=== Task input ===
* * * *
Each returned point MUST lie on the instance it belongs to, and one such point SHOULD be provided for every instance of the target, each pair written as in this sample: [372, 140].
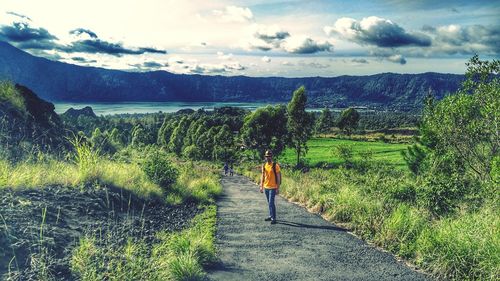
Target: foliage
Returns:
[324, 122]
[174, 256]
[299, 123]
[141, 136]
[348, 121]
[461, 138]
[320, 153]
[344, 152]
[159, 169]
[177, 138]
[414, 157]
[9, 94]
[265, 128]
* * * *
=== Problem ===
What you give back should match the entries above exactly, except that pictures are dropped.

=== Answer section ===
Each returned point MUST lie on the instance it belongs to, and one such point SHOULD be provided for every instance of the target, each pair written as in this sample: [372, 140].
Target: foliage
Returns:
[324, 122]
[174, 256]
[299, 123]
[141, 136]
[348, 121]
[461, 138]
[320, 153]
[344, 152]
[159, 169]
[177, 138]
[414, 157]
[9, 94]
[265, 128]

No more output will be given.